──────── Information supplied

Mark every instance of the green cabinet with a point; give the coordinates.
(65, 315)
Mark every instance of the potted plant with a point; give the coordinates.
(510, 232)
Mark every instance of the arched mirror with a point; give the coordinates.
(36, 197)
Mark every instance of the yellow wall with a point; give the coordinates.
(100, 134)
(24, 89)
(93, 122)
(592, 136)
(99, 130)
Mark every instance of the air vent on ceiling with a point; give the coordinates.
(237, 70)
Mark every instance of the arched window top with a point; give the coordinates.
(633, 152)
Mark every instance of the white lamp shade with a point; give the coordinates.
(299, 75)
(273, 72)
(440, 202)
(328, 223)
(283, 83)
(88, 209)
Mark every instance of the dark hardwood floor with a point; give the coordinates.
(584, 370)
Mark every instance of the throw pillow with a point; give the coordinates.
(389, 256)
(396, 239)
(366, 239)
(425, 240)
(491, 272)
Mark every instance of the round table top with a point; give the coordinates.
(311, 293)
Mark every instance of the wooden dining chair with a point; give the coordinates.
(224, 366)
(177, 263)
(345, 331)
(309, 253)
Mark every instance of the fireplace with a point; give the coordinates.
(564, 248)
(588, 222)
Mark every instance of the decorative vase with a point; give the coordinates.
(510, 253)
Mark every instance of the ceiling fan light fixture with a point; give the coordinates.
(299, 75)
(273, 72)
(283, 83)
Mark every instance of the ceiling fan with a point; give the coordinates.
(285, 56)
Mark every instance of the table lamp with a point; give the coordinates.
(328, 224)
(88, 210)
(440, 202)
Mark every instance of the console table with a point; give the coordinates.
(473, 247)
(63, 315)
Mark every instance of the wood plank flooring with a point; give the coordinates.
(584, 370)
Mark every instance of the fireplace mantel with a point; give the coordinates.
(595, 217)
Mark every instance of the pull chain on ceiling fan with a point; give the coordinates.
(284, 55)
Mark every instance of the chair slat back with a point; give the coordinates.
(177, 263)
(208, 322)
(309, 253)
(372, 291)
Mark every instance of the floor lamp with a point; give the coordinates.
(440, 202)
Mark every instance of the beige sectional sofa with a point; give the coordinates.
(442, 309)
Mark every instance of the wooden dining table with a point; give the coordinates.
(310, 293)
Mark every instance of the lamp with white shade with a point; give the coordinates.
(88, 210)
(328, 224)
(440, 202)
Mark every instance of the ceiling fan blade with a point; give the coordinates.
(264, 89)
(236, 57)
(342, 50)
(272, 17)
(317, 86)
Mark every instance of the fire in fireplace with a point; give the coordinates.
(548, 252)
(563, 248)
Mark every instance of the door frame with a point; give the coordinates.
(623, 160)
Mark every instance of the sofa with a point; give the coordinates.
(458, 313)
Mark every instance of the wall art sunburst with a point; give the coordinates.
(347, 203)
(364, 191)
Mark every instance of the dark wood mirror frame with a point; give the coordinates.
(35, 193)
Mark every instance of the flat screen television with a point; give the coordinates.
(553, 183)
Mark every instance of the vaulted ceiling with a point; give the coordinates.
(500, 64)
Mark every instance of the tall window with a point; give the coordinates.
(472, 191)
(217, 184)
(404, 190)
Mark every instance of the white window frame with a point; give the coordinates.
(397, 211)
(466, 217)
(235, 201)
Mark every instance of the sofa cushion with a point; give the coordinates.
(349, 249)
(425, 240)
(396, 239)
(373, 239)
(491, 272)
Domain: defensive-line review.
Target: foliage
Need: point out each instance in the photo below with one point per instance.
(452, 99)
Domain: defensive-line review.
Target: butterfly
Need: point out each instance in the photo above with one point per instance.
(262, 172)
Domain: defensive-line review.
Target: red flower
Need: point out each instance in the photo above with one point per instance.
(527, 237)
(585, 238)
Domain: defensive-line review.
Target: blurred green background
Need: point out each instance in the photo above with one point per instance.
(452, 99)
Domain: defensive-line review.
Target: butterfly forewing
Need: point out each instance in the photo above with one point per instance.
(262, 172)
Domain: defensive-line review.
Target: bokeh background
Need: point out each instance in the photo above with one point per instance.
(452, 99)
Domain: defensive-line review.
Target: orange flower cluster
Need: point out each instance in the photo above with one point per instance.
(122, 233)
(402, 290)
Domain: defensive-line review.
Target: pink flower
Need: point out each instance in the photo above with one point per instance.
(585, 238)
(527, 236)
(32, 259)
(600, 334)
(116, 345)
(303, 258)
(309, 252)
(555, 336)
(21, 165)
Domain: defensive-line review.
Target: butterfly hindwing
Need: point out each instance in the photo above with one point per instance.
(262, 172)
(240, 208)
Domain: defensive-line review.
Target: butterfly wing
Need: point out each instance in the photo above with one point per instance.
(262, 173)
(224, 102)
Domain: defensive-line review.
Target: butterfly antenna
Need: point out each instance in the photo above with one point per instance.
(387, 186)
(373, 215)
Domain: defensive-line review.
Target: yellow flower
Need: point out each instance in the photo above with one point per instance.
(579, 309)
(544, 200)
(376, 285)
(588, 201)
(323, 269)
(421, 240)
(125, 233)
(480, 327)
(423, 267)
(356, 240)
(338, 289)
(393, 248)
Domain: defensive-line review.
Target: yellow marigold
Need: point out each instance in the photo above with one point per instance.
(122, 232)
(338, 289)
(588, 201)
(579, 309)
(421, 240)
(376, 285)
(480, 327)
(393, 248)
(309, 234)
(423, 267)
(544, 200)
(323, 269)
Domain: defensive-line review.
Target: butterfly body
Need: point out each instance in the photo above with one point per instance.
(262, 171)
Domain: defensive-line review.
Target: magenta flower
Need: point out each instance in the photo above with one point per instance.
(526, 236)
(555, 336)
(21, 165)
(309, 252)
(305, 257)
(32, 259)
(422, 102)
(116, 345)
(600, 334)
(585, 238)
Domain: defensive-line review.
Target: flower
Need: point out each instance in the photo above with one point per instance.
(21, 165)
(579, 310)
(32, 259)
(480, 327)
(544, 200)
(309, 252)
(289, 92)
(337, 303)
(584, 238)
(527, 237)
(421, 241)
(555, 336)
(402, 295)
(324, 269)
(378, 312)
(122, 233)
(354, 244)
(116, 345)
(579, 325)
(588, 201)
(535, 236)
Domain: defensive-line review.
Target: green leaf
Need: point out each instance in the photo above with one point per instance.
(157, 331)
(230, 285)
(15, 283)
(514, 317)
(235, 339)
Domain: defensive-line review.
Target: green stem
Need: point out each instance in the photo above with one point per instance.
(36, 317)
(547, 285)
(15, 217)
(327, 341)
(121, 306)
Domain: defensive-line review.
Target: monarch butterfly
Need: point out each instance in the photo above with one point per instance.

────────────────

Required work
In the records above, find the line with "Target: butterfly antenna"; write out exactly that line and each one after it, stopping after the line with "Target: flower".

Answer to the problem
Target: butterfly antenna
Need: point out each instance in the photo above with one point per instance.
(387, 186)
(373, 215)
Domain: defensive-line review.
Target: yellow flower
Need: point out each instance in the photo above with one point per instance.
(579, 309)
(544, 200)
(376, 285)
(588, 201)
(323, 269)
(421, 240)
(125, 233)
(480, 327)
(423, 267)
(356, 240)
(338, 289)
(393, 248)
Domain: defensive-line review.
Target: yellow marigold
Need: point out each instance in the photo above with one point per instance.
(122, 232)
(338, 289)
(588, 201)
(579, 309)
(421, 240)
(376, 285)
(480, 327)
(393, 248)
(309, 234)
(423, 267)
(544, 200)
(323, 269)
Domain: defensive-line review.
Target: butterfly body
Need: point out each instance in the photo above with one point per instance.
(262, 171)
Domain: defensive-line review.
Target: magenta flower
Need: point out each instance in the photo above with one point per instance.
(526, 236)
(555, 336)
(21, 165)
(309, 252)
(305, 257)
(32, 259)
(422, 102)
(116, 345)
(600, 334)
(585, 238)
Domain: defensive-line review.
Target: flower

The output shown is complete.